§ SOURCE EXCERPT

..............................

Warning: Don’t Invest in Robinhood’s IPO Tomorrow

By Matthew Milner, on Wednesday, February 25, 2026

Tomorrow, something interesting (and potentially dangerous) is expected to hit the market:

Robinhood’s new venture fund is slated to start trading. If history is any guide, the hype will be intense. Headlines will promise you access to some of the world’s most coveted private startups — names like Databricks, Ramp, and Oura.

The pitch is seductive. “Finally, retail investors can own the next generation of tech unicorns.”

But before you click the “buy” button tomorrow, let me warn you:

Don’t invest in the IPO.

The Illusion of Access

On the surface, Robinhood’s venture-capital fund looks promising.

It’s called Robinhood Ventures Fund I (RVI). You don’t need to be a wealthy “accredited” investor to get access to it, and you don’t need to write a big check.

Just buy the ticker — it goes public at $25 per share — and you’re in.

But here’s the big catch with RVI:

You’re not investing in startups. You’re investing in a fund that owns startups.

In this case, the distinction is highly significant. Let me explain.

This Fund Won’t “Behave” Rationally

To make its offering available to all, Robinhood created an investment vehicle called a closed-end fund.

Here’s what’s important to know about closed-end funds. The share price often has little to do with the value — the “net asset value” or “NAV” ­— of the companies inside the fund.

Such funds frequently trade at big premiums or discounts, or swing violently between the two extremes. Furthermore, these movements can persist for years.

In other words, even if the startups inside the portfolio crush it, the fund’s share price might not follow. Instead, the price will likely be driven by sentiment. And that’s a recipe for distortion.

..............................

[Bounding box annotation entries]
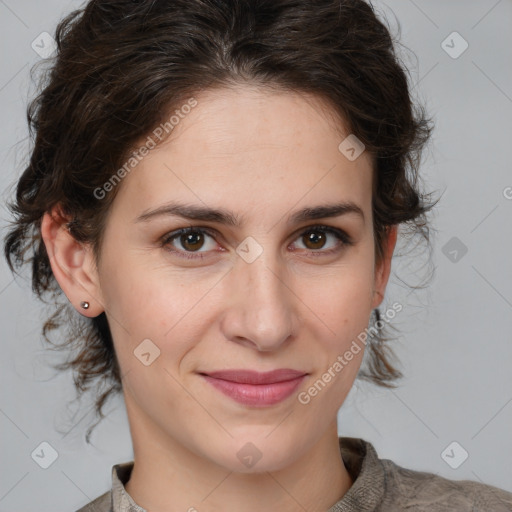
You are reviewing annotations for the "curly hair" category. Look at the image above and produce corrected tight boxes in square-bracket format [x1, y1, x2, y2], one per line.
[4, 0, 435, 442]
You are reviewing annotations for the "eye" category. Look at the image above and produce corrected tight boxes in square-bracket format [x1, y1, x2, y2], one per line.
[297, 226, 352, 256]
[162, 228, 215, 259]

..............................

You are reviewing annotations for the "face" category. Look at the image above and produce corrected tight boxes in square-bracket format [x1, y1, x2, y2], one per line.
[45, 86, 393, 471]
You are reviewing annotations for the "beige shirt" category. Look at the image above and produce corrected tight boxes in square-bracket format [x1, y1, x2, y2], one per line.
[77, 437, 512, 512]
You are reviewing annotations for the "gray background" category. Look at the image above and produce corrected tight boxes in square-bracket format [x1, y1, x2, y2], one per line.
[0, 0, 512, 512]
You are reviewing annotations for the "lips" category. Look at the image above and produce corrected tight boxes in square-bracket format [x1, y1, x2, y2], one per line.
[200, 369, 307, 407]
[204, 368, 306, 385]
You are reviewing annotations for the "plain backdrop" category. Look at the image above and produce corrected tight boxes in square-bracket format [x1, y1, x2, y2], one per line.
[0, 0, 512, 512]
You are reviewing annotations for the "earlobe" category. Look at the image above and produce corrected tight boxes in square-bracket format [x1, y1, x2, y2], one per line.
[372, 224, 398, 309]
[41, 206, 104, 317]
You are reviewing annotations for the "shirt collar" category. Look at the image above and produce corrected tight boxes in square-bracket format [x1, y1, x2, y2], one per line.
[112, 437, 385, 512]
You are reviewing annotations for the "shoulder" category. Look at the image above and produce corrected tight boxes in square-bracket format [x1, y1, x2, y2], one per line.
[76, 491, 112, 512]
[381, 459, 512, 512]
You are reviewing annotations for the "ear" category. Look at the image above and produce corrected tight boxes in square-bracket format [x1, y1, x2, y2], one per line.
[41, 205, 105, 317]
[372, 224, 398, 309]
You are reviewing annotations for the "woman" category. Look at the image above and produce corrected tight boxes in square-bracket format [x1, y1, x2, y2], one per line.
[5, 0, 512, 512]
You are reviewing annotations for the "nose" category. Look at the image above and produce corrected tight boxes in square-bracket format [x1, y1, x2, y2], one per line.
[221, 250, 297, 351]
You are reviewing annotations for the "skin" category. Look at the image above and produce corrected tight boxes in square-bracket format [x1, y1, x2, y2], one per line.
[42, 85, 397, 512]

..............................

§ TO BE DONE
1 - Copy the Robinhood fund article word for word, everything from "In other words, even" down to "recipe for distortion.".
2 - In the Robinhood fund article, what kind of investment vehicle did Robinhood create to make its offering available to all?

§ RESPONSES PER TASK
1 -
In other words, even if the startups inside the portfolio crush it, the fund’s share price might not follow. Instead, the price will likely be driven by sentiment. And that’s a recipe for distortion.

2 - A closed-end fund.